» What you will do:
How many lines in the rows below contain the string "dark"? Case counts. Reply with the number alone.

Region annotation entries
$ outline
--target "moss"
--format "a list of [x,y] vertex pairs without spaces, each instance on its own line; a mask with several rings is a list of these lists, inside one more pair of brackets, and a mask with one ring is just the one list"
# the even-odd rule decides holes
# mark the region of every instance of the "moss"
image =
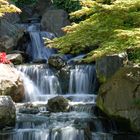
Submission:
[[7,0],[0,0],[0,17],[3,16],[5,13],[20,13],[21,10],[10,4]]
[[[67,34],[49,42],[49,46],[58,48],[60,53],[87,53],[84,62],[140,48],[140,0],[116,0],[111,5],[96,3],[89,15],[76,26],[65,28]],[[134,59],[139,56],[132,55]]]

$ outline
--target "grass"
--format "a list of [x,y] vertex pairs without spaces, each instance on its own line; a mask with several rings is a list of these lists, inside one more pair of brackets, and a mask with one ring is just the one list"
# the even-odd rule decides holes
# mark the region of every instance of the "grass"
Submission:
[[88,63],[137,48],[131,55],[140,62],[140,0],[116,0],[110,5],[93,2],[86,8],[70,14],[78,23],[65,27],[67,34],[50,41],[49,46],[63,54],[87,53],[83,61]]

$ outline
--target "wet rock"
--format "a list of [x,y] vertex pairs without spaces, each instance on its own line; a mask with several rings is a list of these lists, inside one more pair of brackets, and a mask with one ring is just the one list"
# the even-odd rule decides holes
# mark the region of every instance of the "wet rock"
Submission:
[[16,108],[10,96],[0,96],[0,129],[15,125]]
[[46,59],[35,59],[35,60],[33,60],[33,63],[35,63],[35,64],[45,64],[45,63],[47,63],[47,60]]
[[66,112],[69,109],[68,100],[63,96],[56,96],[48,100],[47,109],[51,112]]
[[23,36],[23,29],[13,22],[1,19],[0,22],[0,51],[9,52],[17,45],[18,40]]
[[50,66],[56,68],[57,70],[60,70],[61,68],[63,68],[66,65],[66,62],[61,56],[53,55],[53,56],[49,57],[48,64]]
[[11,96],[15,102],[24,98],[23,81],[17,70],[6,64],[0,64],[0,95]]
[[23,114],[37,114],[37,113],[39,113],[39,109],[38,108],[20,108],[19,109],[19,113],[23,113]]
[[20,65],[23,63],[23,57],[20,53],[8,54],[7,59],[15,65]]
[[68,93],[69,90],[69,78],[70,78],[70,67],[65,66],[64,68],[57,70],[56,73],[59,83],[64,94]]
[[41,20],[42,29],[55,33],[56,36],[63,36],[61,28],[69,24],[68,14],[61,9],[46,10]]
[[96,72],[100,82],[109,79],[115,72],[123,67],[127,62],[127,54],[114,54],[100,58],[96,61]]
[[133,131],[140,132],[140,67],[121,68],[100,87],[97,105],[118,120],[126,119]]

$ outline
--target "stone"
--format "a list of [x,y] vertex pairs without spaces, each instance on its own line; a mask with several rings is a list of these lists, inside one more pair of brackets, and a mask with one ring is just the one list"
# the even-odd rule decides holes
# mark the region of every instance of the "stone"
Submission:
[[0,64],[0,95],[11,96],[15,102],[24,99],[24,85],[18,71],[7,64]]
[[115,74],[127,63],[127,53],[107,55],[96,61],[97,77],[101,83]]
[[10,96],[0,96],[0,129],[13,127],[16,120],[16,108]]
[[61,28],[69,25],[68,14],[64,10],[46,10],[41,19],[41,27],[43,30],[54,33],[60,37],[64,35]]
[[46,59],[35,59],[33,60],[34,64],[46,64],[47,63],[47,60]]
[[57,70],[60,70],[61,68],[65,67],[66,62],[60,55],[53,55],[49,57],[48,64]]
[[56,96],[48,100],[47,109],[50,112],[66,112],[69,109],[69,101],[63,96]]
[[34,11],[42,16],[45,13],[45,11],[47,9],[50,9],[51,7],[53,7],[52,0],[38,0],[35,4]]
[[23,29],[14,22],[8,21],[6,17],[0,20],[0,51],[9,52],[13,50],[18,40],[23,36]]
[[7,59],[15,65],[23,63],[23,57],[20,53],[8,54]]
[[140,67],[123,67],[99,90],[97,105],[108,115],[130,122],[140,132]]

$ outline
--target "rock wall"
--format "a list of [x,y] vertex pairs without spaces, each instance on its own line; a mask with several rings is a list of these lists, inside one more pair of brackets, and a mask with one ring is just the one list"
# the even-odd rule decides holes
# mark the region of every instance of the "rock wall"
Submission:
[[121,68],[99,90],[97,105],[108,115],[130,122],[140,132],[140,67]]
[[15,102],[24,99],[23,81],[14,67],[0,64],[0,95],[11,96]]

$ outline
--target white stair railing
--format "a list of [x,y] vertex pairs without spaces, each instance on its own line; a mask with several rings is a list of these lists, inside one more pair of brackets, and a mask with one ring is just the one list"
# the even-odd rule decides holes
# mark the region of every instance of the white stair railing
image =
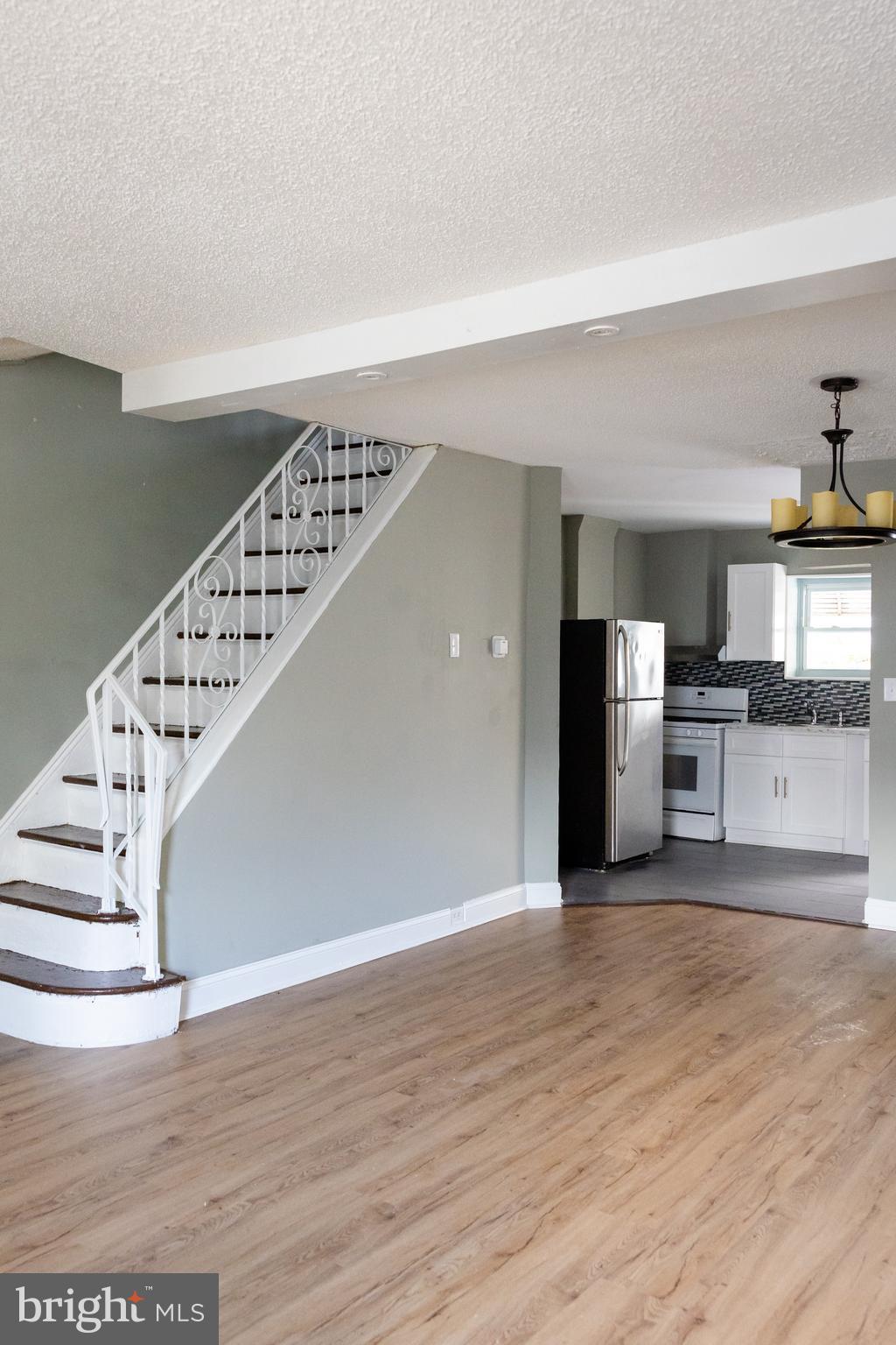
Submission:
[[87,690],[101,905],[140,915],[148,981],[160,978],[167,785],[410,453],[309,425]]

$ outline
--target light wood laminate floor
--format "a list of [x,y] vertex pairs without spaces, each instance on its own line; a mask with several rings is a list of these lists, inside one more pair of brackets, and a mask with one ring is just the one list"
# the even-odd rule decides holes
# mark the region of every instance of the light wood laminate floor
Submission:
[[0,1102],[0,1268],[219,1271],[223,1341],[896,1341],[896,935],[531,911]]

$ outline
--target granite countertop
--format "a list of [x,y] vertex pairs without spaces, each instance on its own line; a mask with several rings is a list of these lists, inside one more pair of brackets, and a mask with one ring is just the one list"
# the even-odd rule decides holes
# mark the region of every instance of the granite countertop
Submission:
[[727,733],[850,733],[868,737],[868,728],[853,729],[836,724],[727,724]]

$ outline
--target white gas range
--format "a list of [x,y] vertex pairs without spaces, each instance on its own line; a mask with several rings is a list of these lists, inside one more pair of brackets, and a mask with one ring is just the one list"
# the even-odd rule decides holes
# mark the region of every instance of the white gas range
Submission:
[[750,693],[666,686],[662,709],[662,833],[721,841],[725,725],[746,724]]

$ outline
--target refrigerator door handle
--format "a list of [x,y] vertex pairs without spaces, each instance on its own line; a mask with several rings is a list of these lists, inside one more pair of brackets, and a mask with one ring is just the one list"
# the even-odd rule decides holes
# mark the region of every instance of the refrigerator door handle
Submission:
[[629,764],[629,749],[631,746],[631,706],[629,701],[625,702],[626,707],[626,722],[622,733],[622,761],[619,761],[619,740],[617,738],[617,772],[625,775],[626,767]]
[[[625,687],[617,690],[619,691],[619,699],[627,701],[631,693],[631,644],[629,642],[629,632],[626,631],[622,621],[619,623],[619,629],[617,631],[617,655],[619,652],[619,640],[622,640],[622,654],[623,654],[623,667],[625,667]],[[617,660],[618,667],[618,660]]]

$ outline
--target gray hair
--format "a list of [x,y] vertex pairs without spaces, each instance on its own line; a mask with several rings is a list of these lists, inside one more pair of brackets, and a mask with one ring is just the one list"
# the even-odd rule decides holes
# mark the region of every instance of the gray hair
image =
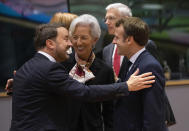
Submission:
[[131,9],[127,5],[124,5],[122,3],[109,4],[106,7],[106,11],[108,11],[110,9],[117,9],[121,16],[129,16],[129,17],[132,16]]
[[91,35],[93,38],[100,38],[101,35],[101,29],[100,29],[100,25],[97,21],[97,19],[89,14],[83,14],[80,15],[79,17],[75,18],[69,28],[69,35],[72,36],[74,31],[75,31],[75,27],[77,25],[89,25],[90,26],[90,30],[91,30]]

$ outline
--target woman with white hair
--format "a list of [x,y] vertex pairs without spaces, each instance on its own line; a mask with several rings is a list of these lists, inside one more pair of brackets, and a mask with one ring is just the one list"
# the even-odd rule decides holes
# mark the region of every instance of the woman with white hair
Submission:
[[[70,67],[69,75],[86,85],[114,83],[112,68],[93,52],[101,35],[97,19],[88,14],[77,17],[70,25],[69,35],[75,50],[73,63],[67,66]],[[103,131],[103,127],[105,131],[113,130],[112,101],[80,102],[79,108],[77,131]]]

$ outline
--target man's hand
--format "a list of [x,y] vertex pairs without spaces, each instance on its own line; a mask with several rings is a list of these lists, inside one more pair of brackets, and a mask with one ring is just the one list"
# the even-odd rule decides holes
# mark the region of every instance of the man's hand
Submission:
[[126,82],[129,91],[138,91],[144,88],[149,88],[155,82],[155,76],[152,75],[152,72],[144,73],[137,76],[138,73],[139,69],[137,69]]
[[[16,74],[16,71],[14,70],[13,74],[15,75]],[[12,94],[12,85],[13,85],[13,79],[8,79],[7,80],[7,83],[6,83],[6,86],[5,86],[5,90],[7,91],[7,94],[10,95]]]

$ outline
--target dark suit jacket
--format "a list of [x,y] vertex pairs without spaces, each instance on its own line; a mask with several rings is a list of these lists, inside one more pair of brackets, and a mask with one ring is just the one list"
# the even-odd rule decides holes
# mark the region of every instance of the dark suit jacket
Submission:
[[[71,57],[69,60],[69,71],[75,65],[75,57]],[[72,62],[71,62],[71,59]],[[64,63],[65,65],[65,63]],[[86,85],[95,84],[110,84],[114,83],[114,74],[112,68],[107,66],[99,58],[95,58],[90,70],[95,75],[95,78],[86,82]],[[73,101],[75,102],[75,101]],[[79,118],[77,131],[103,131],[103,125],[105,131],[113,130],[113,101],[105,102],[79,102],[77,101],[79,110]],[[79,105],[80,104],[80,105]],[[72,110],[72,109],[70,109]]]
[[[161,65],[163,65],[163,60],[157,50],[157,46],[154,43],[154,41],[152,40],[148,40],[148,43],[145,46],[146,50],[150,52],[150,54],[152,54],[153,57],[156,58],[156,60],[159,61],[159,63]],[[104,49],[103,49],[103,55],[101,58],[103,58],[103,60],[112,67],[112,55],[113,55],[113,49],[114,49],[114,44],[111,43],[109,45],[107,45]],[[99,53],[100,54],[100,53]],[[126,64],[126,62],[128,61],[128,59],[126,57],[123,58],[123,62],[121,65],[121,69],[119,72],[119,78],[123,78],[126,75],[126,68],[124,67],[124,65]],[[165,103],[166,103],[166,117],[165,117],[165,121],[167,122],[167,126],[173,125],[176,123],[175,117],[174,117],[174,113],[172,110],[172,107],[169,103],[168,97],[166,95],[165,97]]]
[[[115,45],[113,43],[111,43],[108,46],[104,47],[103,54],[102,54],[102,59],[110,67],[113,66],[112,65],[112,55],[113,55],[113,51],[114,51],[114,46]],[[123,61],[122,61],[122,64],[121,64],[121,67],[120,67],[119,75],[118,75],[119,78],[121,76],[125,75],[125,67],[124,67],[124,65],[125,65],[126,61],[128,61],[128,59],[127,59],[127,57],[124,57]]]
[[165,131],[165,78],[159,62],[142,52],[123,80],[139,68],[140,74],[152,72],[156,82],[152,88],[131,92],[115,104],[115,131]]
[[13,92],[11,131],[72,131],[75,112],[67,96],[101,101],[128,95],[128,88],[125,83],[86,86],[37,53],[17,71]]

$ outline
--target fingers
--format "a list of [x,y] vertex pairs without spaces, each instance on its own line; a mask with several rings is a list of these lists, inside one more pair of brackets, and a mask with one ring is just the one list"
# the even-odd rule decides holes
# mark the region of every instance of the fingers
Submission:
[[149,85],[149,84],[153,84],[154,82],[155,82],[155,80],[144,81],[143,84],[144,85]]
[[144,78],[144,77],[147,77],[147,76],[150,76],[150,75],[152,75],[152,72],[143,73],[143,74],[141,74],[139,76]]
[[136,76],[139,73],[139,68],[136,69],[136,71],[132,74],[132,76]]
[[152,76],[147,76],[147,77],[144,77],[142,78],[144,81],[148,81],[148,80],[152,80],[152,79],[155,79],[155,76],[152,75]]

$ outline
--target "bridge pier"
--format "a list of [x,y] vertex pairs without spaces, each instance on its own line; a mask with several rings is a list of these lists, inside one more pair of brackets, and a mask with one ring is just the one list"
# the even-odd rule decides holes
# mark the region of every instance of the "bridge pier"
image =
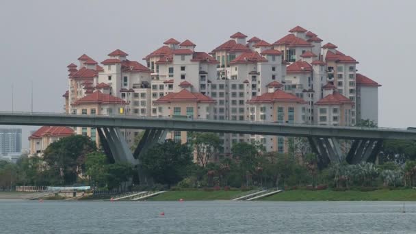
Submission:
[[[341,163],[343,155],[340,144],[335,138],[309,137],[312,151],[318,155],[318,166],[327,166],[330,162]],[[357,164],[361,161],[374,162],[382,146],[382,140],[364,139],[354,140],[346,157],[346,161],[350,164]]]

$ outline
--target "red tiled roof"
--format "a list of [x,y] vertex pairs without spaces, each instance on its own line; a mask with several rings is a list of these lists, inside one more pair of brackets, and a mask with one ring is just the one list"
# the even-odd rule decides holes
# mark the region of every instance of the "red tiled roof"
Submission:
[[312,65],[326,65],[326,63],[322,60],[315,60],[311,63]]
[[127,56],[129,54],[120,49],[116,49],[108,54],[108,56]]
[[355,80],[356,84],[361,86],[381,86],[378,83],[360,73],[356,73],[355,75]]
[[170,103],[172,101],[196,101],[198,103],[214,103],[215,100],[200,92],[190,92],[183,89],[179,92],[170,92],[160,99],[155,101],[154,103]]
[[265,40],[260,40],[256,44],[253,45],[254,47],[271,47],[272,44],[266,42]]
[[308,73],[312,71],[312,66],[304,61],[296,61],[287,66],[286,73]]
[[321,100],[317,101],[315,105],[341,105],[352,104],[353,102],[348,97],[342,95],[338,92],[334,91],[333,94],[328,94]]
[[265,51],[263,51],[261,53],[260,53],[260,54],[281,55],[282,54],[282,52],[276,49],[266,49]]
[[151,73],[151,69],[137,61],[122,61],[121,69],[124,72]]
[[70,75],[71,78],[93,78],[97,76],[96,71],[86,68],[82,68],[77,72]]
[[285,44],[289,47],[312,47],[306,40],[296,37],[294,34],[287,34],[273,43],[274,45]]
[[164,83],[173,83],[173,79],[168,79],[164,81]]
[[230,62],[230,64],[246,64],[253,63],[258,62],[268,62],[268,60],[264,58],[263,56],[257,52],[245,52],[237,57],[234,60]]
[[281,90],[276,90],[274,92],[266,92],[261,96],[257,96],[249,100],[248,103],[272,103],[274,101],[289,101],[298,103],[305,103],[303,99],[296,96],[285,92]]
[[95,88],[99,89],[99,88],[109,88],[109,85],[105,83],[100,83],[99,84],[97,84],[96,86],[95,86]]
[[42,126],[33,133],[29,139],[41,138],[43,136],[50,135],[55,137],[65,137],[74,134],[74,130],[67,127]]
[[352,57],[346,55],[338,51],[335,51],[335,53],[333,53],[330,51],[328,51],[326,52],[326,55],[325,56],[325,60],[337,61],[337,62],[346,64],[359,63]]
[[87,65],[95,65],[98,64],[98,62],[95,62],[92,59],[88,59],[87,60],[86,60],[86,62],[83,62],[83,64]]
[[64,97],[64,98],[68,97],[69,96],[69,91],[68,90],[65,91],[65,93],[64,94],[64,95],[62,95],[62,96]]
[[317,55],[315,55],[315,53],[312,53],[312,51],[305,51],[304,53],[302,53],[300,57],[317,57]]
[[289,30],[289,32],[295,32],[295,31],[298,31],[298,32],[306,32],[308,30],[304,29],[303,27],[298,25],[295,27],[294,27],[293,29]]
[[177,55],[189,55],[193,53],[194,52],[189,49],[179,49],[172,51],[171,53]]
[[103,64],[104,65],[115,64],[120,64],[120,63],[121,63],[121,60],[120,60],[119,59],[107,59],[107,60],[101,62],[101,64]]
[[284,86],[276,81],[272,81],[270,83],[269,83],[267,86],[265,86],[266,87],[269,87],[269,88],[282,88]]
[[218,63],[218,61],[205,52],[194,52],[193,58],[191,61],[215,64]]
[[322,86],[322,88],[324,90],[336,90],[337,87],[335,87],[335,86],[334,86],[333,83],[328,82],[328,83],[326,83],[326,85]]
[[88,55],[86,55],[85,53],[83,54],[82,55],[81,55],[81,57],[79,57],[78,58],[78,60],[81,60],[81,61],[85,61],[87,60],[88,59],[90,59],[90,57],[88,57]]
[[168,40],[166,40],[166,42],[164,42],[164,44],[177,44],[179,43],[181,43],[181,42],[179,42],[179,41],[177,41],[177,40],[174,39],[174,38],[168,39]]
[[314,36],[314,37],[312,37],[312,38],[308,39],[307,41],[309,42],[321,42],[323,41],[323,40],[321,39],[321,38],[318,38],[317,36]]
[[255,42],[255,42],[259,42],[260,40],[260,40],[259,38],[253,36],[252,38],[250,38],[250,40],[248,40],[247,41],[247,42]]
[[231,38],[246,38],[247,36],[240,33],[239,31],[236,32],[235,34],[230,36]]
[[196,44],[194,44],[192,42],[191,42],[189,40],[185,40],[183,41],[183,42],[179,44],[179,45],[181,47],[195,47],[196,46]]
[[116,96],[103,94],[99,90],[92,94],[77,100],[71,105],[77,105],[81,104],[126,104],[126,102]]
[[184,81],[181,82],[181,83],[179,83],[179,87],[182,87],[182,88],[187,88],[187,87],[191,87],[192,86],[192,85],[187,81]]
[[103,69],[103,67],[101,66],[100,65],[96,64],[96,65],[95,65],[95,70],[96,71],[103,71],[103,70],[104,70],[104,69]]
[[328,49],[337,49],[338,47],[333,44],[331,42],[328,42],[322,46],[322,48],[328,48]]
[[309,31],[307,33],[307,36],[309,36],[310,38],[313,38],[313,37],[317,36],[317,35],[316,35],[314,33]]

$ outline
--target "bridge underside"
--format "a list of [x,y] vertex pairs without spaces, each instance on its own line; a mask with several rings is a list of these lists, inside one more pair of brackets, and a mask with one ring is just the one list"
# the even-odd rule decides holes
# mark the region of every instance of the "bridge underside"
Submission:
[[[351,144],[340,143],[335,138],[309,137],[308,140],[312,151],[318,156],[320,168],[330,162],[341,163],[344,159],[350,164],[374,162],[382,146],[382,140],[374,139],[353,140]],[[341,148],[349,148],[346,155]]]

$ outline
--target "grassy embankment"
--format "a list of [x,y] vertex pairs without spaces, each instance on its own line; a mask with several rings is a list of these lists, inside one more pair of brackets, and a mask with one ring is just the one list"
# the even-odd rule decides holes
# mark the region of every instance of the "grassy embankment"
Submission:
[[270,196],[262,200],[317,201],[317,200],[392,200],[416,201],[416,190],[378,190],[369,192],[348,190],[289,190]]

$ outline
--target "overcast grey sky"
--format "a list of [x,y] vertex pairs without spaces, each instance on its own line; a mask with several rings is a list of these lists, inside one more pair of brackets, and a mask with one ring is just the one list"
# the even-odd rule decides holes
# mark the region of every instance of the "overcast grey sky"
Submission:
[[[416,126],[416,1],[0,1],[0,111],[63,112],[66,66],[116,49],[142,58],[170,38],[211,51],[233,33],[273,42],[300,25],[359,61],[382,87],[381,127]],[[30,129],[24,127],[23,146]]]

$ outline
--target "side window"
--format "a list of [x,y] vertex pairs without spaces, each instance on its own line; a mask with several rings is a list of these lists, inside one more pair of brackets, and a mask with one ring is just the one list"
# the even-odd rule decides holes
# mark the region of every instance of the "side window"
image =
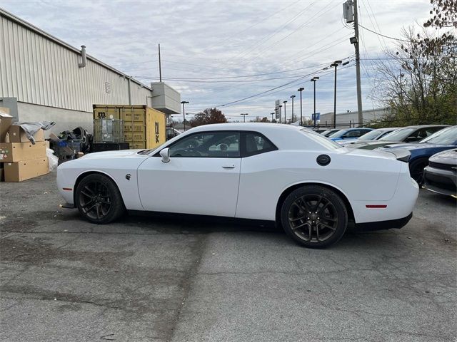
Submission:
[[278,148],[263,135],[251,132],[244,133],[243,147],[243,155],[246,157],[278,150]]
[[196,133],[180,139],[169,148],[170,157],[239,157],[240,133]]
[[350,130],[345,135],[346,138],[358,138],[361,135],[361,133],[359,130]]
[[429,127],[428,128],[426,129],[426,131],[427,133],[427,135],[426,135],[426,137],[428,137],[428,135],[431,135],[435,132],[438,132],[438,130],[441,130],[443,128],[443,127]]

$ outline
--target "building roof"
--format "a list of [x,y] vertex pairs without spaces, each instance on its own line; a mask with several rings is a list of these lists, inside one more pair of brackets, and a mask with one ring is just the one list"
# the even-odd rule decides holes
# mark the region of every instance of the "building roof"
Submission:
[[[14,21],[15,23],[18,24],[19,25],[21,25],[25,28],[26,28],[29,30],[33,31],[34,32],[35,32],[37,34],[39,34],[40,36],[42,36],[43,37],[46,38],[46,39],[49,39],[50,41],[54,41],[54,43],[64,46],[66,48],[68,48],[69,50],[71,50],[74,52],[76,52],[78,54],[81,54],[81,50],[79,48],[75,48],[74,46],[71,46],[70,44],[69,44],[68,43],[66,43],[65,41],[52,36],[50,33],[48,33],[47,32],[45,32],[44,31],[41,30],[41,28],[39,28],[38,27],[36,27],[36,26],[29,23],[28,21],[26,21],[24,19],[21,19],[21,18],[19,18],[19,16],[15,16],[14,14],[8,12],[7,11],[5,11],[4,9],[0,8],[0,15],[5,16],[6,18],[8,18],[9,20]],[[87,58],[88,60],[90,60],[94,63],[96,63],[97,64],[99,64],[101,66],[102,66],[103,67],[111,70],[111,71],[121,76],[124,76],[126,78],[130,78],[130,80],[132,82],[134,82],[136,83],[137,83],[139,86],[141,86],[144,88],[146,88],[146,89],[149,89],[150,90],[152,90],[152,89],[149,87],[148,86],[142,83],[141,82],[140,82],[138,80],[136,80],[135,78],[132,78],[131,76],[129,76],[125,73],[124,73],[122,71],[119,71],[119,70],[113,68],[112,66],[109,66],[108,64],[106,64],[104,63],[103,63],[102,61],[98,60],[97,58],[96,58],[95,57],[92,57],[90,55],[86,54],[86,57]]]

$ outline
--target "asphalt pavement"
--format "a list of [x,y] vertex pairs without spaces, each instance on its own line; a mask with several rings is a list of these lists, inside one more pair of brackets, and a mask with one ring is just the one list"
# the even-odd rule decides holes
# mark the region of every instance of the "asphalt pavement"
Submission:
[[0,341],[455,341],[456,200],[307,249],[271,227],[60,209],[55,173],[0,183]]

» Answer to the exercise:
2